# What is asked
Copy the passage of the retirement savings op-ed word for word, from "Helping American Investors" to "the industry’s position.".

### Reading text ###

Helping American Investors Save for Retirement

In the following op-ed, originally published in U.S. News, SIFMA’s President and CEO writes that a new proposal being drafted by the Department of Labor (DOL) could have an unintended negative impact that would make it harder for Americans to meet their retirement goals.

I am writing in response to Jim Lardner’s May 6, 2014 op-ed entitled “When Salespeople Call Themselves Advisors” in order to address some of the misconceptions and inaccuracies regarding the industry’s position.

When helping Americans save for retirement, investment professionals work hard every day to serve in their client’s best interest. In return, their clients trust them to act on their behalf in a way that is suitable for their individual retirement needs. Each day, millions of Americans rely on broker-dealers to help them save for their future. Studies have shown that investors who work with an investment professional save more and are better prepared for retirement.

We think everyone agrees that helping Americans get ready for retirement is critical. Unfortunately, a new proposal being drafted by the Department of Labor could have an unintended negative impact that would make it harder for Americans to meet their retirement goals. The proposal is intended to protect investors, but in reality, it could cause a wide range of investors, from hard-working families to small business owners to seniors, to pay higher fees with fewer options and less – or no – access to investment guidance at the time they need it most.

Today, retirement investors can choose the type of investment professionals and services they want and the manner in which they prefer to pay for these services. Those with greater needs may choose to work with an investment adviser who provides individualized investment advice for an asset-based advisory fee, hourly fee or annual retainer.

However, most investors, particularly middle-class Americans and small business owners, choose to work with registered broker-dealers, who are paid commissions when they buy or sell investments and who provide investment education and guidance as part of those brokerage services. In fact, 95 percent of households saving for retirement have commission-based accounts. This is often a much more affordable option for those with smaller accounts or for those who trade less frequently.

If the DOL moves forward with its proposal, it could deprive these investors of the option to use a broker-dealer and a commission-based account. Investors will either be left to go it alone without the investment guidance they once had or they will have to open an advisory account – a move that could force them to pay more for services they don’t want or need.

### Data lines ###

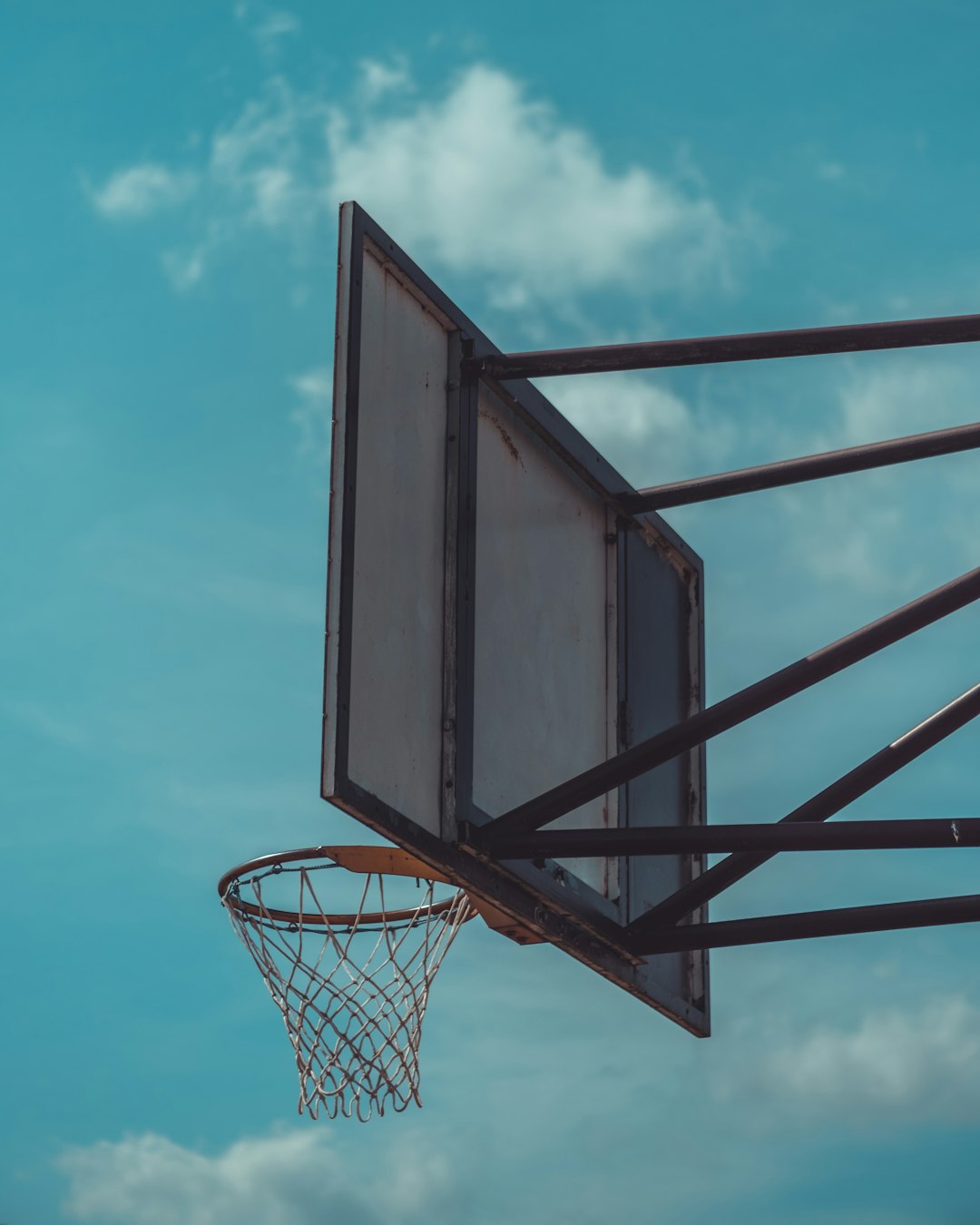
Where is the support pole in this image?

###

# Answer for this exercise
Helping American Investors Save for Retirement

In the following op-ed, originally published in U.S. News, SIFMA’s President and CEO writes that a new proposal being drafted by the Department of Labor (DOL) could have an unintended negative impact that would make it harder for Americans to meet their retirement goals.

I am writing in response to Jim Lardner’s May 6, 2014 op-ed entitled “When Salespeople Call Themselves Advisors” in order to address some of the misconceptions and inaccuracies regarding the industry’s position.